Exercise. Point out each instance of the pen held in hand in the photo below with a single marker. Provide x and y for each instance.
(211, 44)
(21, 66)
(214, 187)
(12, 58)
════
• [Problem to work on] Which of the rows above contain the string "below", with case counting? Return each such row in full.

• [Final result]
Exercise. Point out each instance of the pen held in hand in the photo below with a single marker. Provide x and y for each instance.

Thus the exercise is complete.